* Listed records:
+ + + +

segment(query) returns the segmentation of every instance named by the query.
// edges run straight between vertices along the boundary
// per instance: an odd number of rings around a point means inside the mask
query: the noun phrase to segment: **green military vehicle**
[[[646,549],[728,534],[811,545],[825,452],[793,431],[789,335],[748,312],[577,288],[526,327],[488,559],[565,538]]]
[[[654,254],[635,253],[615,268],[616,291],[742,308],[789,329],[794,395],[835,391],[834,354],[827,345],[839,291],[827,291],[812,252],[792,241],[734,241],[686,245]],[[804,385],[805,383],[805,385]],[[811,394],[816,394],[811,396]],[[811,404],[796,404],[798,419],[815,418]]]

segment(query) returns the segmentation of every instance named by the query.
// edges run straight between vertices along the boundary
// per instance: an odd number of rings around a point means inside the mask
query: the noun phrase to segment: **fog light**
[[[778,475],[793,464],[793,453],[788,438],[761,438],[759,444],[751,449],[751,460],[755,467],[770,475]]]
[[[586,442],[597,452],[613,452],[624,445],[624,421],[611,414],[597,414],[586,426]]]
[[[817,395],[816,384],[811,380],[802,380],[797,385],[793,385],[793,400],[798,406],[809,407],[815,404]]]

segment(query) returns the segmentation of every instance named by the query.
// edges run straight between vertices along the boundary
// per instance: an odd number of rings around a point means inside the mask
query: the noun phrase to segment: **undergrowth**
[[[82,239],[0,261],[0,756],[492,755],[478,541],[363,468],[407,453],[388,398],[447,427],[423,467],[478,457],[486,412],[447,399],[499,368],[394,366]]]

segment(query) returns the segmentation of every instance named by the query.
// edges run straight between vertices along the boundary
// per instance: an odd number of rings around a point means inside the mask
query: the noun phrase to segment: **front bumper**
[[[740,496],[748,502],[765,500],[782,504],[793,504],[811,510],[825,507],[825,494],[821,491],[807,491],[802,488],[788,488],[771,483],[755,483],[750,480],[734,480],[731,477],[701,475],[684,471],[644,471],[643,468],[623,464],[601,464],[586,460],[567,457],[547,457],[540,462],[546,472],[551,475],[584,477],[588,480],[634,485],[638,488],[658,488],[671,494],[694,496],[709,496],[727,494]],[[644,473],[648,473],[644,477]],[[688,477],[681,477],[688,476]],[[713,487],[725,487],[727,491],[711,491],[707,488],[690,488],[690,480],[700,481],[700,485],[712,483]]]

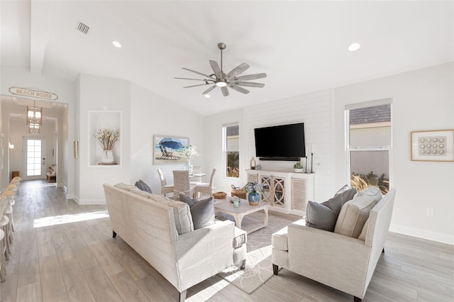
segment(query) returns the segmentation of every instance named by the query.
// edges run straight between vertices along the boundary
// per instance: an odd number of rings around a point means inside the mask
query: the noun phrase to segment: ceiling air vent
[[[84,24],[83,23],[79,22],[79,23],[77,24],[77,27],[76,27],[76,29],[80,31],[81,33],[84,33],[84,34],[87,35],[88,33],[88,31],[90,30],[90,28],[86,26],[85,24]]]

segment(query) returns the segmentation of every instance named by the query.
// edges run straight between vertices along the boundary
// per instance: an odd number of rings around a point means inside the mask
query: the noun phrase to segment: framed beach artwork
[[[454,162],[454,130],[411,132],[411,160]]]
[[[179,151],[189,145],[189,138],[170,135],[153,136],[153,164],[181,164],[187,159]]]

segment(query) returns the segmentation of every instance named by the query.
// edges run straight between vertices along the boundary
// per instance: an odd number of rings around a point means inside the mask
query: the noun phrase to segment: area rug
[[[293,221],[270,213],[267,226],[248,234],[245,269],[242,270],[239,267],[232,267],[218,275],[244,292],[253,293],[273,275],[271,235]]]

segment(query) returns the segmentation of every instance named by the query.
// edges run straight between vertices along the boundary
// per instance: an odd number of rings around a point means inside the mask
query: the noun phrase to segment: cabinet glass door
[[[261,201],[267,203],[272,203],[272,195],[271,189],[272,177],[270,176],[260,176],[260,184],[263,186],[263,191],[262,192]]]
[[[272,192],[273,192],[273,204],[275,206],[282,206],[284,204],[285,196],[285,179],[279,177],[273,177],[272,179]]]

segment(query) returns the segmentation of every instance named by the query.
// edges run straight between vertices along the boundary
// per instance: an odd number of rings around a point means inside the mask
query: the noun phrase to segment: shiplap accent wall
[[[331,89],[298,96],[260,106],[244,108],[243,129],[240,130],[243,137],[243,162],[249,166],[253,157],[255,157],[254,128],[294,123],[304,123],[306,145],[312,146],[315,172],[314,201],[325,201],[333,196],[333,130],[331,107],[333,99]],[[279,138],[270,138],[270,144],[279,144]],[[306,150],[306,152],[308,150]],[[259,161],[262,169],[293,171],[295,162]],[[308,155],[308,169],[310,172],[310,154]],[[305,167],[305,160],[301,159]]]

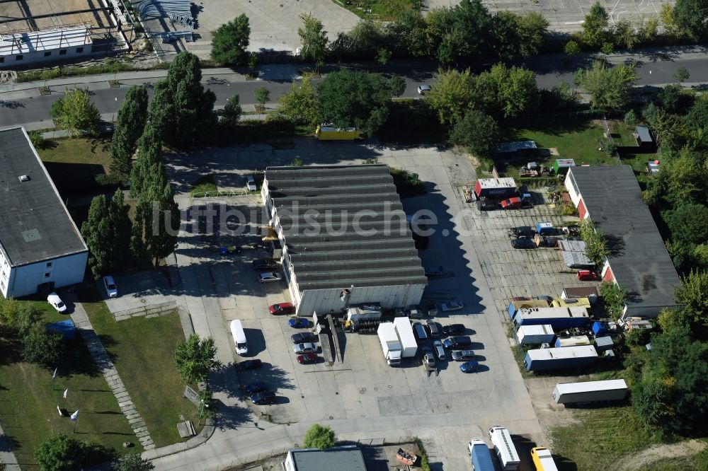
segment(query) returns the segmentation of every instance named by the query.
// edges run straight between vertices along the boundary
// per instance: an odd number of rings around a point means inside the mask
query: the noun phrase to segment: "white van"
[[[234,337],[236,353],[239,355],[249,353],[249,345],[246,343],[246,332],[244,332],[244,326],[238,319],[231,321],[231,335]]]

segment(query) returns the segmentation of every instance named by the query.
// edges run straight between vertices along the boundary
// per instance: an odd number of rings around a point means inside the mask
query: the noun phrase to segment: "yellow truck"
[[[337,128],[331,124],[318,126],[314,135],[320,141],[353,141],[364,139],[364,133],[355,127]]]

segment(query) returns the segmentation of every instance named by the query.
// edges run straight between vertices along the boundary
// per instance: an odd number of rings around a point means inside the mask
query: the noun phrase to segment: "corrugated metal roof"
[[[569,178],[608,240],[610,266],[627,291],[627,305],[657,312],[675,306],[673,291],[680,281],[632,167],[573,167]]]

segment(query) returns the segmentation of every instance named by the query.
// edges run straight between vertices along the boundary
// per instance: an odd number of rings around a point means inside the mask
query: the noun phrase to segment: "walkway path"
[[[127,419],[130,427],[135,432],[135,436],[137,436],[143,448],[145,450],[153,449],[155,448],[155,445],[152,443],[152,438],[150,438],[150,434],[147,431],[145,422],[142,421],[142,418],[136,410],[132,400],[130,400],[130,395],[128,394],[120,376],[118,376],[118,372],[116,371],[113,362],[110,361],[108,354],[103,348],[103,344],[101,343],[101,339],[96,331],[93,330],[93,327],[91,325],[91,321],[88,320],[88,315],[84,310],[84,306],[79,303],[75,303],[74,306],[74,312],[72,313],[72,320],[74,320],[84,342],[88,347],[88,351],[93,357],[93,361],[96,361],[98,370],[103,375],[105,382],[108,383],[108,387],[115,395],[115,399],[118,401],[118,407],[120,407],[125,418]]]

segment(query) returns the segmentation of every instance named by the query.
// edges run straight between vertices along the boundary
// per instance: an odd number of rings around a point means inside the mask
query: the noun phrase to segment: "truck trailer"
[[[553,390],[556,404],[577,404],[602,401],[621,401],[627,396],[624,380],[559,383]]]
[[[418,342],[413,335],[413,326],[409,318],[396,318],[394,327],[401,344],[401,358],[412,358],[418,353]]]
[[[551,450],[547,448],[537,446],[531,448],[531,459],[533,460],[536,471],[558,471]]]
[[[522,345],[549,344],[555,336],[553,327],[549,324],[522,325],[516,331],[516,339]]]
[[[517,327],[550,324],[557,330],[584,327],[590,316],[585,308],[523,308],[514,315],[513,322]]]
[[[524,358],[527,371],[546,371],[590,366],[598,361],[592,345],[529,350]]]
[[[494,453],[501,463],[502,471],[516,471],[521,462],[506,427],[496,425],[489,429],[489,439],[494,446]]]
[[[484,440],[470,440],[467,443],[467,450],[469,451],[469,459],[474,471],[494,471],[494,463],[491,460],[489,448]]]
[[[390,366],[401,364],[401,342],[396,333],[396,327],[393,322],[382,322],[377,329],[379,342],[384,351],[384,359]]]

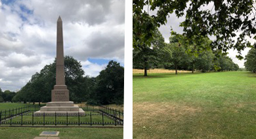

+ + + +

* The request: Copy out every one of the entries above line for line, leaving out the pictures.

* Task solution:
segment(query) returns the segmentation of every instance named by the query.
// edges run straight between vertices along the boundary
// per instance: an odd number of rings around a point means inside the mask
query: the noun phrase to segment: **green military vehicle**
[[[646,549],[728,534],[811,545],[825,452],[793,431],[789,335],[748,312],[577,288],[526,327],[488,559],[565,538]]]
[[[654,254],[635,253],[615,268],[616,291],[742,308],[789,329],[794,395],[835,391],[834,354],[827,345],[839,291],[827,291],[812,252],[792,241],[734,241],[686,245]],[[804,385],[805,383],[805,385]],[[811,394],[816,394],[811,396]],[[811,404],[796,404],[798,419],[815,418]]]

segment(query) returns the segmentation of every instance named by the query.
// edges run straight between vertices along the boundary
// per instance: an odd number of rings around a point means inside the mask
query: the noun phrase to segment: **fog light**
[[[778,475],[793,464],[793,453],[788,438],[761,438],[759,444],[751,449],[751,460],[755,467],[770,475]]]
[[[586,442],[597,452],[613,452],[624,445],[624,421],[611,414],[597,414],[586,426]]]
[[[817,395],[816,384],[811,380],[802,380],[797,385],[793,385],[793,400],[798,406],[809,407],[815,404]]]

segment(query) returns the segmentation of every instance named by the query.
// edges run straight between vertices along the boundary
// per instance: an odd number of rings around a point means inside the mask
query: the noun phrase to segment: **undergrowth**
[[[82,239],[0,261],[0,756],[492,755],[478,541],[363,468],[407,453],[388,398],[447,427],[423,467],[478,457],[486,412],[447,399],[499,368],[394,366]]]

segment(query) returns the segmentation of every instance named by the query.
// edges run straight between vertices along the boundary
// per instance: an odd number of rings around a point means inside the mask
query: the noun phrase to segment: **front bumper**
[[[740,496],[748,502],[765,500],[782,504],[793,504],[811,510],[825,507],[825,494],[821,491],[807,491],[802,488],[788,488],[771,483],[755,483],[750,480],[734,480],[731,477],[701,475],[684,471],[644,471],[643,468],[623,464],[601,464],[586,460],[567,457],[547,457],[540,462],[546,472],[551,475],[584,477],[588,480],[634,485],[638,488],[658,488],[671,494],[694,496],[709,496],[727,494]],[[644,473],[648,473],[644,477]],[[688,477],[681,477],[688,476]],[[713,487],[725,487],[727,491],[711,491],[707,488],[690,488],[690,480],[700,481],[700,485],[712,483]]]

segment(query) returns the segmentation of every instance named by the query.
// edges run straight between vertices along the boundary
// per instance: an odd number of rings around a point means inside the mask
query: the noun phrase to segment: ceiling air vent
[[[84,24],[83,23],[79,22],[79,23],[77,24],[77,27],[76,27],[76,29],[80,31],[81,33],[84,33],[84,34],[87,35],[88,33],[88,31],[90,30],[90,28],[86,26],[85,24]]]

segment(query) returns the segmentation of every instance named by the query.
// edges run straight between vertices along the boundary
// per instance: an odd number of rings around a point means inside the mask
query: the noun phrase to segment: framed beach artwork
[[[454,162],[454,130],[411,132],[411,160]]]
[[[179,151],[189,145],[189,138],[170,135],[153,136],[153,164],[181,164],[187,159]]]

segment(query) returns the segmentation of every instance named by the query.
// edges run straight between vertices along the boundary
// per instance: an odd number of rings around a point means inside the mask
query: the noun phrase to segment: area rug
[[[293,221],[270,213],[267,226],[248,234],[245,269],[242,270],[239,267],[232,267],[218,275],[244,292],[253,293],[273,275],[271,235]]]

segment(query) returns the segmentation of every instance named by the query.
// edges run straight between vertices along the boundary
// per instance: an odd number of rings around a point means inside the mask
query: the noun phrase to segment: cabinet glass door
[[[261,201],[267,203],[272,203],[272,195],[271,189],[272,177],[270,176],[260,176],[260,184],[263,186],[263,191],[262,192]]]
[[[272,192],[273,192],[273,204],[275,206],[282,206],[284,204],[285,196],[285,179],[279,177],[273,177],[272,179]]]

segment(query) returns the segmentation of every instance named by the query.
// edges run straight between vertices along the boundary
// per instance: an odd number of rings around a point means inside the mask
query: the noun phrase to segment: shiplap accent wall
[[[331,89],[298,96],[260,106],[244,108],[243,129],[240,130],[243,137],[243,162],[249,166],[253,157],[255,157],[254,128],[294,123],[304,123],[306,145],[312,146],[315,172],[314,201],[325,201],[333,196],[333,130],[331,107],[333,99]],[[279,138],[270,138],[270,144],[279,144]],[[306,150],[306,152],[308,150]],[[259,161],[262,169],[293,171],[295,162]],[[308,155],[308,169],[310,172],[310,154]],[[305,167],[305,160],[301,159]]]

segment(query) returns the segmentation of every instance named by the query.
// edges run straight between vertices along the boundary
// per instance: an odd number of rings around a point means inside the mask
query: the noun phrase to segment: "white van"
[[[234,337],[236,353],[239,355],[249,353],[249,345],[246,343],[246,332],[244,332],[244,326],[238,319],[231,321],[231,335]]]

segment(query) returns the segmentation of every instance named by the query.
// edges run straight between vertices along the boundary
// per instance: an odd number of rings around a point means inside the mask
query: the noun phrase to segment: "yellow truck"
[[[337,128],[331,124],[318,126],[314,135],[320,141],[353,141],[364,139],[364,133],[355,127]]]

segment(query) returns the segmentation of every instance named by the query.
// edges run straight between vertices along the boundary
// per instance: an odd number of rings around a point means inside the mask
query: the noun phrase to segment: "corrugated metal roof"
[[[569,178],[608,240],[610,266],[627,291],[627,305],[657,312],[675,306],[673,291],[680,281],[632,167],[573,167]]]

segment(query) returns the segmentation of every instance named by the query.
// edges run straight between vertices along the boundary
// per instance: an odd number of rings around a point means inside the mask
query: the noun phrase to segment: "walkway path"
[[[127,419],[130,427],[135,432],[135,436],[137,436],[143,448],[145,450],[153,449],[155,448],[155,445],[152,443],[152,438],[150,438],[150,434],[147,431],[145,422],[142,421],[142,418],[136,410],[132,400],[130,400],[130,395],[128,394],[120,376],[118,376],[118,372],[116,371],[113,362],[110,361],[108,354],[103,348],[103,344],[101,343],[101,339],[96,331],[93,330],[93,327],[91,325],[91,321],[88,320],[88,315],[84,310],[84,306],[79,303],[75,303],[74,306],[74,312],[72,313],[72,320],[74,320],[84,342],[88,347],[88,351],[93,357],[93,361],[96,361],[98,370],[103,375],[105,382],[108,383],[108,387],[115,395],[115,399],[118,401],[118,407],[120,407],[125,418]]]

segment(query) returns the segmentation of every instance named by the query.
// edges run straight between vertices along the boundary
// per instance: an odd number of rings around a point means inside the mask
query: the noun phrase to segment: "truck trailer"
[[[553,390],[556,404],[577,404],[602,401],[621,401],[627,396],[624,380],[559,383]]]
[[[418,342],[413,335],[413,326],[409,318],[396,318],[394,327],[401,344],[401,358],[412,358],[418,353]]]
[[[551,450],[547,448],[537,446],[531,448],[531,459],[533,460],[536,471],[558,471]]]
[[[522,345],[549,344],[555,336],[553,327],[549,324],[522,325],[516,331],[516,339]]]
[[[517,327],[550,324],[557,330],[584,327],[590,316],[585,308],[523,308],[514,315],[513,322]]]
[[[524,358],[527,371],[546,371],[590,366],[598,361],[592,345],[529,350]]]
[[[494,453],[501,463],[502,471],[516,471],[521,462],[506,427],[496,425],[489,429],[489,439],[494,446]]]
[[[484,440],[470,440],[467,443],[467,450],[469,451],[469,459],[474,471],[494,471],[494,463],[491,460],[489,448]]]
[[[390,366],[401,364],[401,342],[396,333],[396,327],[393,322],[382,322],[377,329],[379,342],[384,351],[384,359]]]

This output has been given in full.